* PROVIDED DATA:
* * *

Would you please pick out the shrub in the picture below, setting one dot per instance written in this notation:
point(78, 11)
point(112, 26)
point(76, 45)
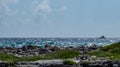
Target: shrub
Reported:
point(63, 54)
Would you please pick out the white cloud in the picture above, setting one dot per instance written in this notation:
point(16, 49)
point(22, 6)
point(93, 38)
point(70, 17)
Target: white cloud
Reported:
point(5, 7)
point(44, 7)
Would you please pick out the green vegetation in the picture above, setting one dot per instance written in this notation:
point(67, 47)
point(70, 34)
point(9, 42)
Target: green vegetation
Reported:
point(69, 62)
point(62, 54)
point(111, 52)
point(7, 57)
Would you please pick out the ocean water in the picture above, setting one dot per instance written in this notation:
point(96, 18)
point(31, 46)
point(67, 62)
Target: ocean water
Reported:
point(60, 42)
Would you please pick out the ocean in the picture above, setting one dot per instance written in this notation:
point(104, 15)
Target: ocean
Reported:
point(59, 42)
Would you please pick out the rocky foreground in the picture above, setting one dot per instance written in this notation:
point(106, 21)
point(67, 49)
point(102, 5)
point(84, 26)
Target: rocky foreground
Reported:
point(83, 60)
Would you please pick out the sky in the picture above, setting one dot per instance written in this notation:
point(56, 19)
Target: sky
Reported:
point(59, 18)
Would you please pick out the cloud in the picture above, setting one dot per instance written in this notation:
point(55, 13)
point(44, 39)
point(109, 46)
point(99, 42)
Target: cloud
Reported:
point(44, 7)
point(5, 6)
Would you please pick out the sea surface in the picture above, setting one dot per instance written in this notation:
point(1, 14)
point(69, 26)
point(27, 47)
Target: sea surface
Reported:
point(59, 42)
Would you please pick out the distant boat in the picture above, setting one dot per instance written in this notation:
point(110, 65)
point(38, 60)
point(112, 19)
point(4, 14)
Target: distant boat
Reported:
point(102, 37)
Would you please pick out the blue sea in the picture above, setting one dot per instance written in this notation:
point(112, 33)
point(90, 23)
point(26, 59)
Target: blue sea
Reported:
point(59, 42)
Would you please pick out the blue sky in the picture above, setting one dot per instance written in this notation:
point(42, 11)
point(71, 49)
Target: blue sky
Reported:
point(59, 18)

* * *

Reproduce each line from the listing above that includes the word "rocky".

Would you please pick out the rocky foreground in the picture above, setting one dot per instance written in this notation:
Target: rocky foreground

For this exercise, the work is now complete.